* [Text segment]:
——

Wall Street ended higher after a choppy session on Tuesday, lifted by Apple and energy stocks but limited by declines in AIG and Microsoft while investors awaited more U.S. government stimulus to fight economic fallout from the COVID-19 pandemic.
Apple climbed 0.7 percent, up for a fifth straight session as investors cheered the iPhone maker's blowout quarterly report last week. The Silicon Valley heavyweight is around 120 billion U.S. dollars away from becoming the first U.S. publicly listed company with a stock market value of two trillion U.S. dollars.
The S&P 500 energy index jumped 2.45 percent and was the strongest performer among 11 sectors, while healthcare declined.
New York Stock Exchange (NYSE) building is seen in Lower Manhattan, New York City, United States, May 26, 2020. /CFP
Ralph Lauren Corp dropped 4.4 percent to its lowest since May after quarterly revenue plunged due to coronavirus-related store closures and a slowdown in global demand for luxury goods.
American International Group Inc tumbled 7.5 percent after its quarterly adjusted profit slumped.
Notwithstanding those two reports, about 83 percent of the 352 companies in the S&P 500 that have reported quarterly results so far have beaten estimates for earnings, according to IBES Refinitiv data.
"Investors are still comfortable that the trajectory of earnings is on the right path and the 2021 outlook has remained intact. All that helps support the market at these levels," said Lindsey Bell, chief investment strategist at Ally Invest.

——

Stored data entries
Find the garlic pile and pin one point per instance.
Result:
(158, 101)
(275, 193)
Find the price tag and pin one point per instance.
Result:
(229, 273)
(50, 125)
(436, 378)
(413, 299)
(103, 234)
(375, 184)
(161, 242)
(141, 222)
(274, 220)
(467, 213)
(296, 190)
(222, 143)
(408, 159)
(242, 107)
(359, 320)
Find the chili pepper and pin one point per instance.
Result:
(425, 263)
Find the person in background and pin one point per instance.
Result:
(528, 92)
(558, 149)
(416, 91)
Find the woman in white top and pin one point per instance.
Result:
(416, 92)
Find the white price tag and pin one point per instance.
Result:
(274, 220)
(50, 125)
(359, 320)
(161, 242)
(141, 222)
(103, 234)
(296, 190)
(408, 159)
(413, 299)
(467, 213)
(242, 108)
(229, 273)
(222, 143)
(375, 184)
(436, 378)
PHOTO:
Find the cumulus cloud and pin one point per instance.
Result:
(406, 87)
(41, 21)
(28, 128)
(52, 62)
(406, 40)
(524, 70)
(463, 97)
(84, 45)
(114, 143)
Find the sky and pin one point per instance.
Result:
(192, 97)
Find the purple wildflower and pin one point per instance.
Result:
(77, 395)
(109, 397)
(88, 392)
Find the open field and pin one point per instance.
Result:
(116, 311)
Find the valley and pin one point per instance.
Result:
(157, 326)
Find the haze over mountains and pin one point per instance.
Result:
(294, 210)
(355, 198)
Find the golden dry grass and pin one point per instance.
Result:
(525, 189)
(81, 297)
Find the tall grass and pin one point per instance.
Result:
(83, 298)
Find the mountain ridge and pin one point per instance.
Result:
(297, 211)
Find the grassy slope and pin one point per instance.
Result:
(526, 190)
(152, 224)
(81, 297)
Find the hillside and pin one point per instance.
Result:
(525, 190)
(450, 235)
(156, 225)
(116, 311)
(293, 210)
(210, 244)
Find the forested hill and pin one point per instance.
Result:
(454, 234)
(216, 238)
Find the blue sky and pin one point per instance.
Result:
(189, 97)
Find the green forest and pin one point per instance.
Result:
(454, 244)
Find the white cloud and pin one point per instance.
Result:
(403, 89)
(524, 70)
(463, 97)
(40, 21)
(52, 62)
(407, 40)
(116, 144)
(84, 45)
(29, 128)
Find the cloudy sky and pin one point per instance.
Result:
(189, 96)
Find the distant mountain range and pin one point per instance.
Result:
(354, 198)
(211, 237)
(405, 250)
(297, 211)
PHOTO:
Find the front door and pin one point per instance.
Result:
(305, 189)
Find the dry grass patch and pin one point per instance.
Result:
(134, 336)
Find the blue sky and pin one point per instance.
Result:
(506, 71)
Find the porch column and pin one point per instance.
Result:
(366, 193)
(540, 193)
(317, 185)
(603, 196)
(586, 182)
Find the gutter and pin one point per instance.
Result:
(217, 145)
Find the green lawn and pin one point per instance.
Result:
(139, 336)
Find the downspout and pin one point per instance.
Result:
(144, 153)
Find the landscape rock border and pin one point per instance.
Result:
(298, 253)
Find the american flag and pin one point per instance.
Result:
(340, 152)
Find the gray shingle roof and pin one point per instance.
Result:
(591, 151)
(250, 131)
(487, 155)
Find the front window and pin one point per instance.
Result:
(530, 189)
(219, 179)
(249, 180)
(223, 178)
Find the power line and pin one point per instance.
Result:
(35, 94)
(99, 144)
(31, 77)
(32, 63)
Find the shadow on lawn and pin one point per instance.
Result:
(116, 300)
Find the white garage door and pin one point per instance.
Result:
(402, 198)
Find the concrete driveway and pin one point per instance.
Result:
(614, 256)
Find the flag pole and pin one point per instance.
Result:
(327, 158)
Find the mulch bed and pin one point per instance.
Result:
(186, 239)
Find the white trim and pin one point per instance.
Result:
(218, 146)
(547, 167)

——

* [Tasks]:
A – According to the Wall Street report, why did Ralph Lauren's stock fall? Answer in one to three sentences.
B – In the Wall Street report, by what percentage did the S&P 500 energy index rise?
C – Pick up the Wall Street report after its final sentence and carry it on.
These rows have no connection to the Wall Street report.

* [Results for each task]:
A – Ralph Lauren's stock dropped 4.4 percent, to its lowest since May, because its quarterly revenue plunged. The revenue fell because of store closures related to the coronavirus and a slowdown in global demand for luxury goods.

B – It jumped 2.45 percent.

C –
"But there is an underlying level of uncertainty leading to a bit of caution," Bell added.
Investors are awaiting a major new coronavirus-aid bill, with Senate Democratic Leader Chuck Schumer saying talks with the White House were moving in the "right direction."
A rally in tech-related stocks and trillions of dollars in monetary and fiscal stimulus have lifted the S&P 500 to within about three percent of February's record high.
"I do not expect U.S. equities to revisit the March lows," Mohamed A. El-Erian, chief economic adviser at Allianz SE, told the Reuters Global Markets Forum chat room.
"I suspect the next big correction will likely be one triggered by corporate defaults and other capital impairment events that central banks cannot shield against," he said.
Microsoft Corp, which is looking to buy short-video app TikTok's U.S. operations, fell 1.5 percent.
White House officials could not say how the U.S. government would receive a portion of the proceeds from any sale of TikTok's U.S. operations, one day after President Donald Trump called for a cut of the money.
The Dow Jones Industrial Average rose 0.62 percent to end at 26,828.47 points, while the S&P 500 gained 0.36 percent to 3,306.51.
The Nasdaq Composite climbed 0.35 percent to 10,941.17.
Advancing issues outnumbered declining ones on the NYSE by a 1.98-to-1 ratio; on Nasdaq, a 1.55-to-1 ratio favored advancers.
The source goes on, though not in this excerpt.